(Assignment) Within the material below, count how many lines contain "power". Answer with only that number.

(Given records)

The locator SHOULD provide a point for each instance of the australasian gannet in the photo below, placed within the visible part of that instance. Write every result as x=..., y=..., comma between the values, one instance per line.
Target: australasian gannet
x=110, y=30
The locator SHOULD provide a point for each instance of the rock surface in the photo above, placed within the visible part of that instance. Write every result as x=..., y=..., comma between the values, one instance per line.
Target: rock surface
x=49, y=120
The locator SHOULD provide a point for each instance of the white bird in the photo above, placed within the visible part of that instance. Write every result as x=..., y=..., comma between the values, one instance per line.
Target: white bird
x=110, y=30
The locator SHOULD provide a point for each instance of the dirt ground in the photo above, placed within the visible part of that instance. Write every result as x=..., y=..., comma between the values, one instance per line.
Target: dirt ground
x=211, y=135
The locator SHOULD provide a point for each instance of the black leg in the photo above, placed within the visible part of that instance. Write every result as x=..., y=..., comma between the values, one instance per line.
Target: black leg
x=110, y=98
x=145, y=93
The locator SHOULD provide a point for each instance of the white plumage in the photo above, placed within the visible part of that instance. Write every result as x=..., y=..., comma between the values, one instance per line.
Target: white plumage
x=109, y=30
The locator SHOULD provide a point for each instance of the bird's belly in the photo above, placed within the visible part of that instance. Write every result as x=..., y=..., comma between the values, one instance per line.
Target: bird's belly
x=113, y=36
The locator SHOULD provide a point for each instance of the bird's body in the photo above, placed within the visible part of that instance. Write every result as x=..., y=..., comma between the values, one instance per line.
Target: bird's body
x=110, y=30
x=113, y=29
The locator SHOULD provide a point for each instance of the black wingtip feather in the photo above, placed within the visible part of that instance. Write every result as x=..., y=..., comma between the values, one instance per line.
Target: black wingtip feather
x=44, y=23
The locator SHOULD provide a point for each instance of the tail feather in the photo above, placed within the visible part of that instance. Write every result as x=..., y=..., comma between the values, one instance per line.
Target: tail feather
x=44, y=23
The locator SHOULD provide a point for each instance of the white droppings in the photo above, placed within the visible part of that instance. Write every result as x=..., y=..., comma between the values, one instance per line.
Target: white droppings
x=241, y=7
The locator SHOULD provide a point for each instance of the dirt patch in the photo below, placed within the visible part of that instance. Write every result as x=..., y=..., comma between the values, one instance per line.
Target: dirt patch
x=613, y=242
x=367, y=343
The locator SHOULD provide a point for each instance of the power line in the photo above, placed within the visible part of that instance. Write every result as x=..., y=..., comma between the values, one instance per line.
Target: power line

(Answer to this problem) 2